**What to produce**
Your answer must consist of exactly the lines below, starting with the line with "target: powder-dusted knife" and going on through the line with "List the mask of every instance of the second", and nothing else.

___ Excerpted data ___

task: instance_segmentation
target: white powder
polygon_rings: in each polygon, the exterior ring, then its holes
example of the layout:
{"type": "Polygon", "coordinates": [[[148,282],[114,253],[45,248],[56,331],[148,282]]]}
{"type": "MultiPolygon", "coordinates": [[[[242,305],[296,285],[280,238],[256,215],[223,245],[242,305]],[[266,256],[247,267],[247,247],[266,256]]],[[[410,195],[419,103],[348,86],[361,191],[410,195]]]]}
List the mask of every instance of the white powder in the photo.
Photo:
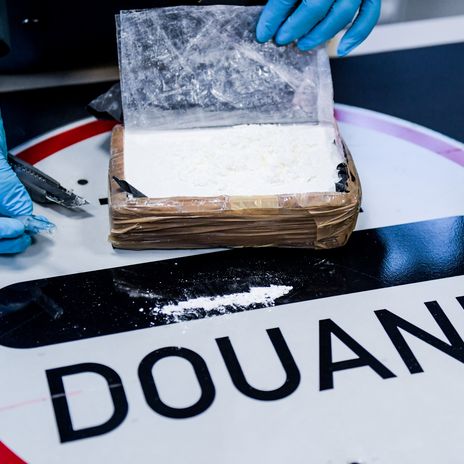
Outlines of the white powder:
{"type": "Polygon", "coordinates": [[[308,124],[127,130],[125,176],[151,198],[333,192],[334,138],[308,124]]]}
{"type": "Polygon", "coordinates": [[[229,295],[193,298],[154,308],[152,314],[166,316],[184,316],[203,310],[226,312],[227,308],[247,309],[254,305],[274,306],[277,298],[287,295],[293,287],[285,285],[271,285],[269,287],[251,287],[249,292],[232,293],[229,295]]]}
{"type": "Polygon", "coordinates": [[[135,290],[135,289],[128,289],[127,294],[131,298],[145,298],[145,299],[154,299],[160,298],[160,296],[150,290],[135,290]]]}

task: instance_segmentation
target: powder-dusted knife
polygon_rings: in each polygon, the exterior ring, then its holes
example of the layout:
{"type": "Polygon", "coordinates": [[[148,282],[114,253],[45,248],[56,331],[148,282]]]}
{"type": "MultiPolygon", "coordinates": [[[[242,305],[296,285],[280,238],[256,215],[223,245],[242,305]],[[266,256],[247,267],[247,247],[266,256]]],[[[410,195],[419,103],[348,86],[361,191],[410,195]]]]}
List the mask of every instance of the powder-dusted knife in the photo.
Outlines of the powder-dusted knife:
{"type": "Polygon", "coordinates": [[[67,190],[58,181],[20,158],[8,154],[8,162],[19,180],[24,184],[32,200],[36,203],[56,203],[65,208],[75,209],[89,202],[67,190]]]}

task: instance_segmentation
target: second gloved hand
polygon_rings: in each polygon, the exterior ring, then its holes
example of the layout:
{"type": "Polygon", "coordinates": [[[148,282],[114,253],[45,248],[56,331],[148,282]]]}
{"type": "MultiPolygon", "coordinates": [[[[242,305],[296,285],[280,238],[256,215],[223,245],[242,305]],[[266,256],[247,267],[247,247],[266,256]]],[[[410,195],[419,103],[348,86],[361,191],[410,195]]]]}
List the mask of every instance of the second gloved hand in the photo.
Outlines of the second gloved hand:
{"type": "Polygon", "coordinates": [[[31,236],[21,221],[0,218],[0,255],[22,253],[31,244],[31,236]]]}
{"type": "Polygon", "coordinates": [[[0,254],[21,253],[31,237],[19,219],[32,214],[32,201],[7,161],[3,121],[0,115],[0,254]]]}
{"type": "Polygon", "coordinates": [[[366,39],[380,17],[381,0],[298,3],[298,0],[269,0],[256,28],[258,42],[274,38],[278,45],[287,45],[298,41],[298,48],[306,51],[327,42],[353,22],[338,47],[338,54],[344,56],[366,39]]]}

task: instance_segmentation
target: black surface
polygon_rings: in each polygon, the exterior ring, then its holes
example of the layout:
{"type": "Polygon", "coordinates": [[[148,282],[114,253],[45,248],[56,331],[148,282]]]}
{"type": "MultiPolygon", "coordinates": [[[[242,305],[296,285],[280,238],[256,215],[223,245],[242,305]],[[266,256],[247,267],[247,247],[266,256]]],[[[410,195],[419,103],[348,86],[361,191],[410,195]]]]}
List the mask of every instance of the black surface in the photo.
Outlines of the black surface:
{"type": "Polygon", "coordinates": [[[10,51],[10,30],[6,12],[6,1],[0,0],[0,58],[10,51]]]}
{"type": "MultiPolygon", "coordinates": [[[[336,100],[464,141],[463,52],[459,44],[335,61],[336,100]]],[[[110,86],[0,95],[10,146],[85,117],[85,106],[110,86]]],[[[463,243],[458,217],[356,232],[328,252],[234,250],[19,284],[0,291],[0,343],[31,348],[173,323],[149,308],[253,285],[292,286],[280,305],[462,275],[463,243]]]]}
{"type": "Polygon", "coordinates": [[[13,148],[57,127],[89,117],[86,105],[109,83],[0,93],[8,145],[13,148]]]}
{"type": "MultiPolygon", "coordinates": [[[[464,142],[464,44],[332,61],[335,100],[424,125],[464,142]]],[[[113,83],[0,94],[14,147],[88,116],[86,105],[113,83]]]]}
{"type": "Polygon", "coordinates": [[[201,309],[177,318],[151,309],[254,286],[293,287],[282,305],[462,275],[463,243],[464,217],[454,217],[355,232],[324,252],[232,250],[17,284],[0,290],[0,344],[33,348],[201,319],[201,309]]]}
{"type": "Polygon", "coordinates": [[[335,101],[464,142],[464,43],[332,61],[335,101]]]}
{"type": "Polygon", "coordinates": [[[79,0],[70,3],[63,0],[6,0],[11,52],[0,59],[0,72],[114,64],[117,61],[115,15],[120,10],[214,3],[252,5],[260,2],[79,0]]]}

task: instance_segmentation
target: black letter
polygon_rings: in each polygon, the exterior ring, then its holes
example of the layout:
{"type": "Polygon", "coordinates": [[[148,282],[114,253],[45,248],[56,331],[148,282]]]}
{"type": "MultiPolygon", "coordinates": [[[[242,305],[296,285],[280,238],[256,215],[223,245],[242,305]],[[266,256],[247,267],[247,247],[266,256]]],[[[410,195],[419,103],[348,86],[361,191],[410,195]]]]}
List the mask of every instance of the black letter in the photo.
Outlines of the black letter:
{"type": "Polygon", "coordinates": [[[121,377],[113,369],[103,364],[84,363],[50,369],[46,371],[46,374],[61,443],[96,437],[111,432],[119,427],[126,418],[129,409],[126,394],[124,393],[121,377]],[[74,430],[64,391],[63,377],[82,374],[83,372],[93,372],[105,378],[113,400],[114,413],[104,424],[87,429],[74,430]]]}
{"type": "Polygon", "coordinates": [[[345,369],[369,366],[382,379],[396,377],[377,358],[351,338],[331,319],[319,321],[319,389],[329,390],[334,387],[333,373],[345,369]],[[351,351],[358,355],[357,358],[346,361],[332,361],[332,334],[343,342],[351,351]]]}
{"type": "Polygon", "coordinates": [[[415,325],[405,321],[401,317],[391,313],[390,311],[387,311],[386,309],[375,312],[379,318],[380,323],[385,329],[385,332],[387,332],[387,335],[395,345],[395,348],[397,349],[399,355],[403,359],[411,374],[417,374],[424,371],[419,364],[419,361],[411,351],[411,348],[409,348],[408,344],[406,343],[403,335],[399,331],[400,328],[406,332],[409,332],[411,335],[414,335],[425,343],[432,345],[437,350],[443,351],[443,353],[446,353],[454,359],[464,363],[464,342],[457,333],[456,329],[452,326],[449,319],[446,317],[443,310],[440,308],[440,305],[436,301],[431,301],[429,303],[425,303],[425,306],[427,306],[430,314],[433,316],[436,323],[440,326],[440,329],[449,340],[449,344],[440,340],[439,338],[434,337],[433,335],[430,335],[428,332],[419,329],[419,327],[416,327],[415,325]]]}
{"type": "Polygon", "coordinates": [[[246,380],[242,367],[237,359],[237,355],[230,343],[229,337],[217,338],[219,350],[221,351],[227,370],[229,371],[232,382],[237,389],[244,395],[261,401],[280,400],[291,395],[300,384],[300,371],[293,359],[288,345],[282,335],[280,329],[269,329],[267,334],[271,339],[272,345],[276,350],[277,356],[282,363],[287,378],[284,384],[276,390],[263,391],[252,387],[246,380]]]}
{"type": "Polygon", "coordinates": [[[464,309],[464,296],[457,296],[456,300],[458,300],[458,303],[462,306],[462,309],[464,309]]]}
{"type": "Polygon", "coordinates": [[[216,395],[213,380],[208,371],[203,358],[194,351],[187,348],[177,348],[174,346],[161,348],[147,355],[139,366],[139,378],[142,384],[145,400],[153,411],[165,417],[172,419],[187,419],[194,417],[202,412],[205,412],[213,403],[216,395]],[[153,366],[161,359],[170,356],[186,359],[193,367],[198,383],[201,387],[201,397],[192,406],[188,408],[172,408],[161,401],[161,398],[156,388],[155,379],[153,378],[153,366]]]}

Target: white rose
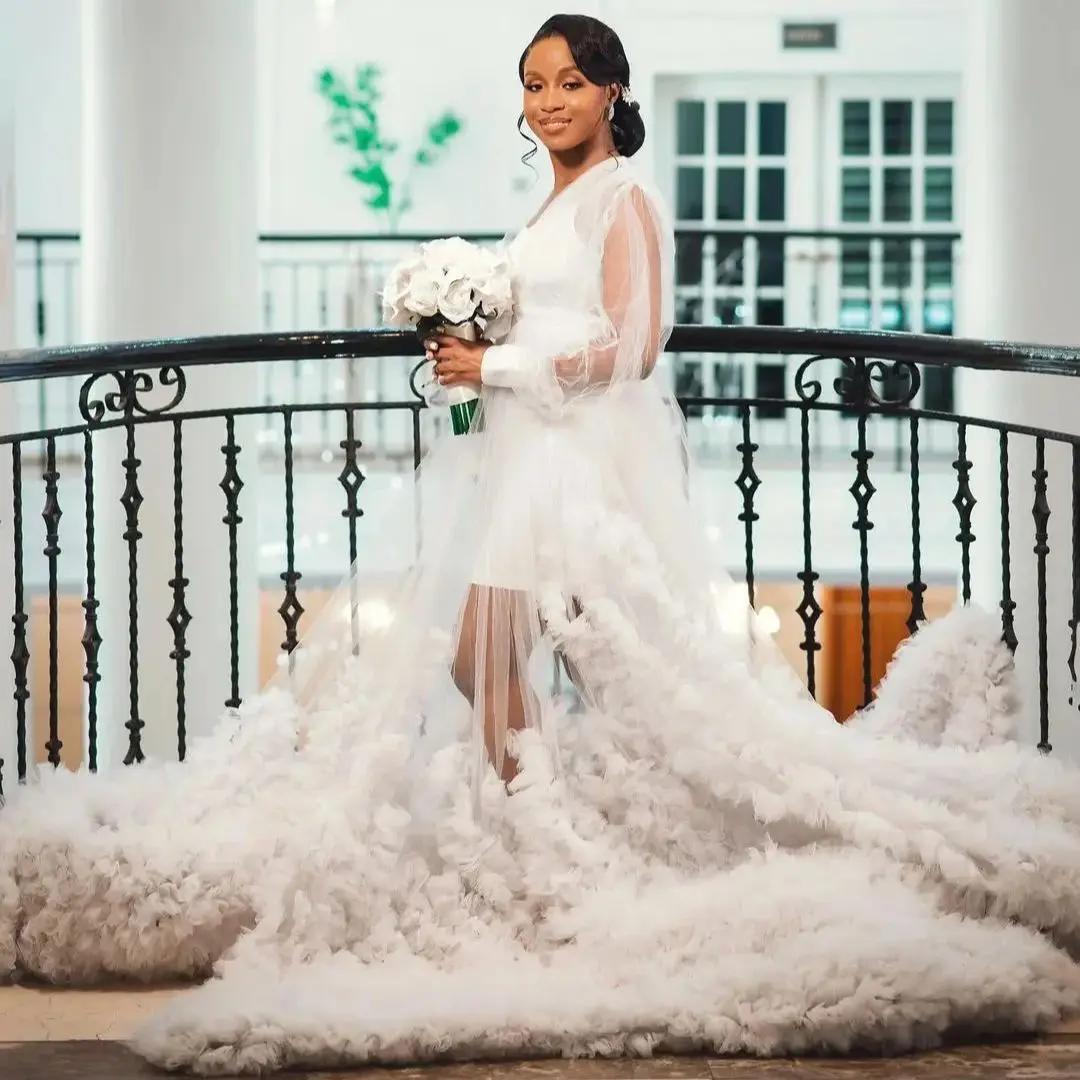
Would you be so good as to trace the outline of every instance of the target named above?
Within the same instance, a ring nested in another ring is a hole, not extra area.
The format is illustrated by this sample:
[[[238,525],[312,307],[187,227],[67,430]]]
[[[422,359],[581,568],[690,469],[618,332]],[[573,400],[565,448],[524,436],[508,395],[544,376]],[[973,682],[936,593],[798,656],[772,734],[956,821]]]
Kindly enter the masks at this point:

___

**Solution for this problem**
target: powder-dusted knife
polygon_rings: in each polygon, the exterior ring, then its holes
example of the layout:
{"type": "Polygon", "coordinates": [[[148,282],[114,253],[45,248],[56,331],[148,282]]]}
{"type": "MultiPolygon", "coordinates": [[[[242,305],[296,285],[280,238],[256,215],[223,245],[242,305]],[[266,256],[247,267],[247,247],[266,256]]],[[[410,195],[419,103],[348,86],[361,191],[410,195]]]]}
List the mask of every instance of the powder-dusted knife in the photo.
Outlines of the powder-dusted knife:
{"type": "Polygon", "coordinates": [[[67,190],[58,181],[20,158],[8,154],[8,162],[19,180],[24,184],[32,200],[36,203],[56,203],[65,208],[75,209],[89,202],[67,190]]]}

task: instance_segmentation
target: second gloved hand
polygon_rings: in each polygon, the exterior ring, then its holes
example of the layout:
{"type": "Polygon", "coordinates": [[[148,282],[114,253],[45,248],[56,331],[148,282]]]}
{"type": "MultiPolygon", "coordinates": [[[[242,305],[296,285],[280,238],[256,215],[223,245],[242,305]],[[266,256],[247,267],[247,247],[266,256]]],[[[410,195],[419,103],[348,86],[361,191],[410,195]]]]}
List the mask of every instance of the second gloved hand in the photo.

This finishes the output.